TEXT TO READ:
_____

Developer's Journal: December 2007

Monday, December 24, 2007

Merry Christmas and Happy New Year

Odds are I will not get around to writing another blog again this year. As with everything else, I will be busy with family meetings and the like. So I will just wish all my readers Merry Christmas and a Happy New Year.

I will see you all again in 2008 :)

Friday, December 21, 2007

On Version Numbering

I recently found an article on the blog of a IT magazine that brought up the issue version numbering on open source software projects.

The magazine: Tietokone Lehti
The blog post: Versionumeroinnin Vaatimattomuudesta

Summary
Both are only in finnish, so I will summarize here. As the title clearly tells "On the Modesty of Version Numbering" the author has a low regard for the tried and true way of handling version numbering in open source projects. He brings up the idea that if software producers were not so shy about increasing the version number it might lead to the adoption of more open source software or at the very least reflect more positively on non-technical people.

While I recognize the point and agree with the author on a fundamental level, in practice I really do not see why this should be.

What Is Version Numbering
It seems to me that the author, along with a great load of other people, have either forgotten or never even knew what version numbering actually is. It is a strictly technical term that refers to the precise version of the software. The reason why it often is a sequence of digits and dots is because just starting from 1 and moving up from there isn't very efficient. Mind you that there are some horrific version numbering systems out there. However the dominant version seems to be the one started by the Linux kernel: N1.N2.N3, where the purpose of the numbers goes Major, Minor, Bugfix respectively. A major release is considered the largest and is most likely to break backwards compatibility. Minor changes include new features and additions to the API, but is often considered to be backward compatible. The last is simply a new update that features bug fixes. Often you can also download a nightly build version which is experimental and unstable.

1.0 is often viewed as a point where you have successfully implemented every feature on your roadmap, without any serious bugs.Sometimes even this is redundant since programmers are a practical bunch upgrading the version number from e.g. 0.4.9 to 1.0 just for the same upgrading sounds quite strange to us.

Product/Brand Names
I think the primary reason for confusing in the matter is that people are looking for version numbers to also serve a purpose as brand or product names. They have come to expect this from proprietary softwtare vendors where names look really sexy, like Windows Vista or Adobe Indesign CS3. But that is all that they are; cool looking names that have almost no relationship to the actual version of the software. Looking deeper into your program, usually in the About window, you will find the true software version. For my Adobe Acrobat this is 8.1.1, instead of just 8 like it says on the product name.

Behind the Scenes
The reason why proprietary software are eager to get to number 1 is two fold. First of all, they understand that 1 is sexier than 0.1. Secondly, they often do not publish programs until they have completed their entire roadmaps. Hence they reach 1 first, while open source programs go by the mantra, "release early, release often". Thus it does not matter to us that the program is not fully finished. In fact, if it was, people could not collaborate nearly as much on any one project, which is of course what open source is all about.

_____

SOURCE DATA:

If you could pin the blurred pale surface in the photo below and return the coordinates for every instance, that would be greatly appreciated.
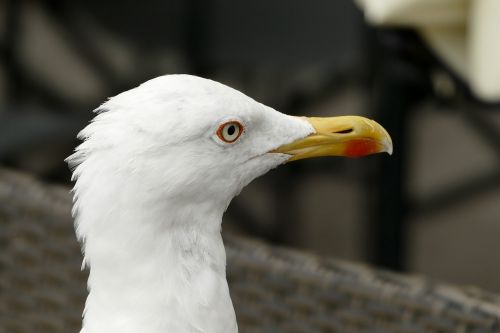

_____

SET OF TASKS:
1. Could you write out the passage of the December 2007 developer's journal from "Merry Christmas and Happy" to "source software projects.", word for word?
2. Can you pick up the December 2007 developer's journal on version numbering after its final sentence and carry the writing on?

TASK ANSWERS:
1.
Merry Christmas and Happy New Year

Odds are I will not get around to writing another blog again this year. As with everything else, I will be busy with family meetings and the like. So I will just wish all my readers Merry Christmas and a Happy New Year.

I will see you all again in 2008 :)

Friday, December 21, 2007

On Version Numbering

I recently found an article on the blog of a IT magazine that brought up the issue version numbering on open source software projects.

2.
Unfortunately this has been traditionally interpreted as a sign that open source software is inferior or lower quality than proprietary software. This is not the case. There is always a clear distinction between an unstable and stable release. Unstable releases are development versions that are used primarily by the actual developers and experimentalists. You should expect them to fail and crash often. Stable releases are just that, stable. They are meant for the larger audience and should crash rarely or never.

Wednesday, December 19, 2007

PHP 5.3 Upgrade: parse_ini_file

I recently started working on a small package to read and write ini files. On the most part PHP does the work for me, as far as parsing ini files goes. Unfortunately parse_ini_files is a bit too intuitive in its approach as it converts some of the original values into other values. These are namely the boolean values. To make matters worse there is not a lot of consistency in the way they are handled. To name an example, there is a different outcome when you use "yes" and "no" values in your ini files: "yes" is converted to "1" but "no" is converted to just "" (empty string) instead of "0" as you would expect.

Because of this behavior, when you read the parsed data from the resulting array you can never know exactly what was in the ini file. Was the original value "yes" or just a numeric value 1. While not an impossible dilemma, it is a bit confusing.

This has been fixed fairly nicely in PHP 5.3, where they added a third argument to the parse_ini_files function, called "scanner_mode" which is represented by the two new constants; INI_SCANNER_NORMAL and INI_SCANNER_RAW. The normal mode is the default and it means the function will work as it always has. But using the raw mode returns the parsed data as-is. It means all section and key names, as well as, values are returned as they exist on the file. This allows you to convert the values into native PHP types more robustly and make a distinct difference between yes/no, 1/0, and true/false values.

At the time I am writing this, the update has not yet reached the PHP manual but it is mentioned in the NEWS file if you download the PHP 5.3 beta.

Tuesday, December 11, 2007

Ready, Willing, and Able

After seeing the site I mentioned ye, Function A Day, got me thinking of something.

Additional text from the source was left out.